Convert the rows, from the very first line down to and including the line that contains "450, 1028, 498]]", into a numbered list with blank lines omitted.
-- begin Extracted information --
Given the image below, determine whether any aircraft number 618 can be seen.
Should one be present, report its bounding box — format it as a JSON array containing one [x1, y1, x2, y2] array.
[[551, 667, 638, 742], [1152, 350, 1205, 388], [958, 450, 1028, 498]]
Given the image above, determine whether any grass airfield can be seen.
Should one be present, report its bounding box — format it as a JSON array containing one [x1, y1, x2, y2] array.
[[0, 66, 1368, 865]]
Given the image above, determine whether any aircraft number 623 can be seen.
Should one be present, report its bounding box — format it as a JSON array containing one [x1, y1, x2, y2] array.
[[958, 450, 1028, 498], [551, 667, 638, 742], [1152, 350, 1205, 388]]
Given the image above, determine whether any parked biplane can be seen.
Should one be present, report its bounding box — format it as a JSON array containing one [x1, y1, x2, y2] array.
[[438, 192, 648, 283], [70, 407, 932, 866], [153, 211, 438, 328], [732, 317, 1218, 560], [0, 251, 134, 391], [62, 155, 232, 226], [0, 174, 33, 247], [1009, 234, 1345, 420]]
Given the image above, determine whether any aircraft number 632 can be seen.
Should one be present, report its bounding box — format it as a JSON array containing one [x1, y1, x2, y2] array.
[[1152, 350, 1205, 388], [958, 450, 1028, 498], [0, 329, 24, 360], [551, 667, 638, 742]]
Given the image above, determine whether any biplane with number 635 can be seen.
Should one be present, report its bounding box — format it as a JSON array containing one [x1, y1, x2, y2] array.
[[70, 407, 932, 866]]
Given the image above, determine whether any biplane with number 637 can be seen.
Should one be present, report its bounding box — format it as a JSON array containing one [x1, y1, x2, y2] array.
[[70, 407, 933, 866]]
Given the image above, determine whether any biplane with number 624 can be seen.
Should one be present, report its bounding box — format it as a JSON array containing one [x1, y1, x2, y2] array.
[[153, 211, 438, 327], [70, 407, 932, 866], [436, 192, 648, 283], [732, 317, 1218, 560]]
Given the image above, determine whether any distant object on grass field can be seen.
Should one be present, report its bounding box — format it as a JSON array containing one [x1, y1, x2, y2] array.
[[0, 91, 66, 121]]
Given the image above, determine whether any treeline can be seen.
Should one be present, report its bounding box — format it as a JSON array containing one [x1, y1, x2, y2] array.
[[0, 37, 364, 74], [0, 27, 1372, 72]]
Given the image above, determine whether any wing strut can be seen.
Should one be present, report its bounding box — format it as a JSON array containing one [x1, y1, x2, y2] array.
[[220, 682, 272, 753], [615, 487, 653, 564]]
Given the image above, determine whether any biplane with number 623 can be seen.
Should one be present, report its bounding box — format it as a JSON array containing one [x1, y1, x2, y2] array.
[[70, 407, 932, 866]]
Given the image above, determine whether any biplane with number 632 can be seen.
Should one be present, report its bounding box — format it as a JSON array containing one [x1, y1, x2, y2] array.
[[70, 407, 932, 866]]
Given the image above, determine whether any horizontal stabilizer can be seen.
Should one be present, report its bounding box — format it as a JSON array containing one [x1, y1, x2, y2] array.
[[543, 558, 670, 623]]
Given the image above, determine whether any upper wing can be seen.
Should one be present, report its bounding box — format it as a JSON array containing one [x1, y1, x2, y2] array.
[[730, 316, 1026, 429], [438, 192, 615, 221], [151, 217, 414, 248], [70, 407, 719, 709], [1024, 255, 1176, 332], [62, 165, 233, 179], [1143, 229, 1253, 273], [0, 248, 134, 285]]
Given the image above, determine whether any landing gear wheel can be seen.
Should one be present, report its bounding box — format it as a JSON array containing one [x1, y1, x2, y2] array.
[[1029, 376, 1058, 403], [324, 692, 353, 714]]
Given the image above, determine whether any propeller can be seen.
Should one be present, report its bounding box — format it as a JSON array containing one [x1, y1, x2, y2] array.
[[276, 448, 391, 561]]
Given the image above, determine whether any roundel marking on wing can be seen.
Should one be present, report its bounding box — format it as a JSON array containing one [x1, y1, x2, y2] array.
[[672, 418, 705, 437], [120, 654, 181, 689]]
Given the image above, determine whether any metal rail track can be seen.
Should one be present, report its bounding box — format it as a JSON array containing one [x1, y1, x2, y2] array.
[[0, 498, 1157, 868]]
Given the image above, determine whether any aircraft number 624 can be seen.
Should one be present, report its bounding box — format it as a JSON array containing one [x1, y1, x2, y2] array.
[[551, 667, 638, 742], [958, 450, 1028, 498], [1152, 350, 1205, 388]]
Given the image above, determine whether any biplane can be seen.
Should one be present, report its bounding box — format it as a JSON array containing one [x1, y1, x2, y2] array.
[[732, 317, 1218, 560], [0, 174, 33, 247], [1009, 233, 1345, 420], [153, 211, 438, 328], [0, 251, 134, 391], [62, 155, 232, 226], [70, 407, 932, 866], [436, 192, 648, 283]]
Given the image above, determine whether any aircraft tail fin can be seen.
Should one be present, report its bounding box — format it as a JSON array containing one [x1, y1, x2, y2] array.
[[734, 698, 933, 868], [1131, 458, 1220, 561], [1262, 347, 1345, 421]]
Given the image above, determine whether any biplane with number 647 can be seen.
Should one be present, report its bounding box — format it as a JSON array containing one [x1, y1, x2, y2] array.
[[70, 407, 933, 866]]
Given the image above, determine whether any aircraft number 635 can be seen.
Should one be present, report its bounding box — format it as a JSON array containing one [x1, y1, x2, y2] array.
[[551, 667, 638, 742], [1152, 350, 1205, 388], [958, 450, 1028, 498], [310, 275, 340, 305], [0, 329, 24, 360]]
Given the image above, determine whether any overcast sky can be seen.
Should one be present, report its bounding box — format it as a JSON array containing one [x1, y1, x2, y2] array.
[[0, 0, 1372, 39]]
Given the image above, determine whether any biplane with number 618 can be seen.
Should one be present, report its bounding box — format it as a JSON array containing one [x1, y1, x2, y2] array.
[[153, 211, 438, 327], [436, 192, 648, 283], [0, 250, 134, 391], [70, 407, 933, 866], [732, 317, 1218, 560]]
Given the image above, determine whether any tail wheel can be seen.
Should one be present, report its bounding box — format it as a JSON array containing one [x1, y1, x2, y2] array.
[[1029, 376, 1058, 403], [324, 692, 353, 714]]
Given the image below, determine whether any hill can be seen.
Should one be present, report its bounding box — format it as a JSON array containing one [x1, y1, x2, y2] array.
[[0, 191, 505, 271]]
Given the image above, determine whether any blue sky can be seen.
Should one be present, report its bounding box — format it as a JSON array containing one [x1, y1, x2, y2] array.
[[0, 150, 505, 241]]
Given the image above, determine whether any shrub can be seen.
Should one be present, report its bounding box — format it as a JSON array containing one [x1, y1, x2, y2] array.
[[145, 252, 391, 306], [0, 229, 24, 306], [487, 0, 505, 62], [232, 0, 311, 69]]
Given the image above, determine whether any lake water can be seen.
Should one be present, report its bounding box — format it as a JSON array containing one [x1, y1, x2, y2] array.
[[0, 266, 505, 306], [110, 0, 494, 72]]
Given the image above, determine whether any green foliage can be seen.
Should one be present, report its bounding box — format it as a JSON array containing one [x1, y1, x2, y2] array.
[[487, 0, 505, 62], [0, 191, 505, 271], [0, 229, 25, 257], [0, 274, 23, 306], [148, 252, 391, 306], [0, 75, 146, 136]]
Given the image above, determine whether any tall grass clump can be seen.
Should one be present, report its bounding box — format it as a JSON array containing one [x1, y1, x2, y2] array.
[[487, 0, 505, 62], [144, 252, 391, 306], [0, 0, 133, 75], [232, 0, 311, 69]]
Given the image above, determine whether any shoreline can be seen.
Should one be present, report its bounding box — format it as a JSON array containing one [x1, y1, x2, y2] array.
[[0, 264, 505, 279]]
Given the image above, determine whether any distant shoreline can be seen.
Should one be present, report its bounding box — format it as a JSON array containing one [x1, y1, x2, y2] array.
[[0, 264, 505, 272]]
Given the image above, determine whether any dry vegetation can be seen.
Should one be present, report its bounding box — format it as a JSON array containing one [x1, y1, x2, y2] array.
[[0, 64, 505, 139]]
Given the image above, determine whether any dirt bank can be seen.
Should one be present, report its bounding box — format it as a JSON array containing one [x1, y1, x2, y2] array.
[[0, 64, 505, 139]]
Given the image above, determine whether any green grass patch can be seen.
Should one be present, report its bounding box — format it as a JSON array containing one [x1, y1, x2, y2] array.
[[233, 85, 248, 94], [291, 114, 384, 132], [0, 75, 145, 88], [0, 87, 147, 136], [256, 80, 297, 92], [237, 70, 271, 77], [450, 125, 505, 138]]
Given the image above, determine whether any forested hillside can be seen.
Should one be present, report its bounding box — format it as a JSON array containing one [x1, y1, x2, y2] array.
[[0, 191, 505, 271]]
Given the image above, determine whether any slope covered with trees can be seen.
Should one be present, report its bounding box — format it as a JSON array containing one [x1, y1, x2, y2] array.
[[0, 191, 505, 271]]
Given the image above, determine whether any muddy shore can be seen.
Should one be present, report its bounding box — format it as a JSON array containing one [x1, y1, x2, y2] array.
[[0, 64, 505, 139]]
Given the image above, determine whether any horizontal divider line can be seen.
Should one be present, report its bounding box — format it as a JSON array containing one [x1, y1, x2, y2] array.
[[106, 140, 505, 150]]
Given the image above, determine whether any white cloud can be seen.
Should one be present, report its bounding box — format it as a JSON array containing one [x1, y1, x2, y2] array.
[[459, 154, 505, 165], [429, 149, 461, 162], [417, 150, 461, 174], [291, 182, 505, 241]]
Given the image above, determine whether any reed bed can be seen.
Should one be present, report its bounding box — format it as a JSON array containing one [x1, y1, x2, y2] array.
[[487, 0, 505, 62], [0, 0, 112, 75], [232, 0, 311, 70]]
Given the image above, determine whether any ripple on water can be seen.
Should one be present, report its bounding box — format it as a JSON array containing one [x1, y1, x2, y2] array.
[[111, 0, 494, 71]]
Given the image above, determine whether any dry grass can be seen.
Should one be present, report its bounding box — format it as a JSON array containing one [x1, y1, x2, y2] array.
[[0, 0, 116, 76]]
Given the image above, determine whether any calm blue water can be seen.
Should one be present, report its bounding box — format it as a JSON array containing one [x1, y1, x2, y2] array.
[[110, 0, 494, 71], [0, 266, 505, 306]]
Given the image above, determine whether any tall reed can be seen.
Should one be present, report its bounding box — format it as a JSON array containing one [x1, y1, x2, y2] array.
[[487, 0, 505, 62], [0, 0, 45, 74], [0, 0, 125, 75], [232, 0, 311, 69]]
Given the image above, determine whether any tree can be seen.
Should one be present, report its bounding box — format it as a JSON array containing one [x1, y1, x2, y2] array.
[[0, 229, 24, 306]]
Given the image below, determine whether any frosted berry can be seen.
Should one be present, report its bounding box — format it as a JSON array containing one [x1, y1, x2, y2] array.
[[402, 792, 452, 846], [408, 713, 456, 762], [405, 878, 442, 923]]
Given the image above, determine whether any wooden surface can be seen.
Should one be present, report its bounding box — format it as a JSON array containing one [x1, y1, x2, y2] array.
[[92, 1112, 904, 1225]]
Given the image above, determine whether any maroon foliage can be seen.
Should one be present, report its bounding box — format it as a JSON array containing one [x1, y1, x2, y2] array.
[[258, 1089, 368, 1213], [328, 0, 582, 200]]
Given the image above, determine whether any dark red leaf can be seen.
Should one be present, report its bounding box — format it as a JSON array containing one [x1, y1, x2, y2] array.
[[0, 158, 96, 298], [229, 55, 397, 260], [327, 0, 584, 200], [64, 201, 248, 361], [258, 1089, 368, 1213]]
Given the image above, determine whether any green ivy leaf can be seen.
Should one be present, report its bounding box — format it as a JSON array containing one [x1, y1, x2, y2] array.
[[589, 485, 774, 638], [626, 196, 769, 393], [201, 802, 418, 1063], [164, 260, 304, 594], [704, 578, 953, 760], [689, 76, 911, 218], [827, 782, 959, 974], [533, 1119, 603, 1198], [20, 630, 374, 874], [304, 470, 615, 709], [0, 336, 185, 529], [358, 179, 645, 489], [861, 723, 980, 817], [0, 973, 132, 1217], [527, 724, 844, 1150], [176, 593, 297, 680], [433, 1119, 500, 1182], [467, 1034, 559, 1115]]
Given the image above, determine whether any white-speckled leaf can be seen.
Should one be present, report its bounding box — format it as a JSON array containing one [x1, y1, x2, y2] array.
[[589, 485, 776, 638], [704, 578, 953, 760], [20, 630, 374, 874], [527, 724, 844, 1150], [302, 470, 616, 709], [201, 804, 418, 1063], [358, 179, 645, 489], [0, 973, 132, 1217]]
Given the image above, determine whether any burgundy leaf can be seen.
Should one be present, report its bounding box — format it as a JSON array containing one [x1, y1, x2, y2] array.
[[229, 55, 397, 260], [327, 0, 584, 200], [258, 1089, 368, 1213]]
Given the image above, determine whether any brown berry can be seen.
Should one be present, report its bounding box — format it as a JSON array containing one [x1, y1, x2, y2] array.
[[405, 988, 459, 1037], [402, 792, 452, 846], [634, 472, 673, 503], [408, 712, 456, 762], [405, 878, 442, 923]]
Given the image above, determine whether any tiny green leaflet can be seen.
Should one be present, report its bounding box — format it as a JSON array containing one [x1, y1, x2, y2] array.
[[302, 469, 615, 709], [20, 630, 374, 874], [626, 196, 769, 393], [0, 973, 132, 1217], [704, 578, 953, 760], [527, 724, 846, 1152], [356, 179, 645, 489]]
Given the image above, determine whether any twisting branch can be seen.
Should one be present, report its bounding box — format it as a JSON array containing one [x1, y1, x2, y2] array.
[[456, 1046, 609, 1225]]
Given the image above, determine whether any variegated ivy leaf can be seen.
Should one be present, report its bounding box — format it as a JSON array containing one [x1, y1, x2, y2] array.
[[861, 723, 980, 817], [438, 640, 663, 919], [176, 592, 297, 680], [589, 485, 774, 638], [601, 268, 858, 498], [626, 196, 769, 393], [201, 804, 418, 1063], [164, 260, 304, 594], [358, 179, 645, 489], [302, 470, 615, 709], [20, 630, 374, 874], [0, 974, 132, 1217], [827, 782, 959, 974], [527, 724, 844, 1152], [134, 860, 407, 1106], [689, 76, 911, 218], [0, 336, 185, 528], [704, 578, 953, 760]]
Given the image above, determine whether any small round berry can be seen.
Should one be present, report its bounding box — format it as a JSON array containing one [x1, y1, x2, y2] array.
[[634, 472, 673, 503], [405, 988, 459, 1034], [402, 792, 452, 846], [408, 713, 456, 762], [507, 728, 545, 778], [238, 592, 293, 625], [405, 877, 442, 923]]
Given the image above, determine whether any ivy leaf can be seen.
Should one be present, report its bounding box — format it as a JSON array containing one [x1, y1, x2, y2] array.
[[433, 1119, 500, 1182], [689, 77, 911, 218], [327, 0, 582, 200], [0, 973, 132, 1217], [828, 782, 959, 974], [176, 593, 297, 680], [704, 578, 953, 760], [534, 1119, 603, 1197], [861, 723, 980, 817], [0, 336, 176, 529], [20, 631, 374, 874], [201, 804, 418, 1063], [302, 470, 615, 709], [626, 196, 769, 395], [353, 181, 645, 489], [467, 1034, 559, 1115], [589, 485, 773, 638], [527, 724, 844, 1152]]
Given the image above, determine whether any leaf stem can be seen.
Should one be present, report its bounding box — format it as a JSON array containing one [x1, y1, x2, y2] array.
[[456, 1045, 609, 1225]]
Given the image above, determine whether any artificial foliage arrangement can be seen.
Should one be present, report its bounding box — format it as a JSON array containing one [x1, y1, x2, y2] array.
-- end Extracted information --
Solution to the exercise
1. Given the image below, determine whether any aircraft number 618 can be seen.
2. Should one be present, report its bounding box — format it as a JSON array containing one [x1, y1, x2, y2] array.
3. [[551, 667, 638, 742], [1152, 350, 1205, 388], [958, 450, 1028, 498]]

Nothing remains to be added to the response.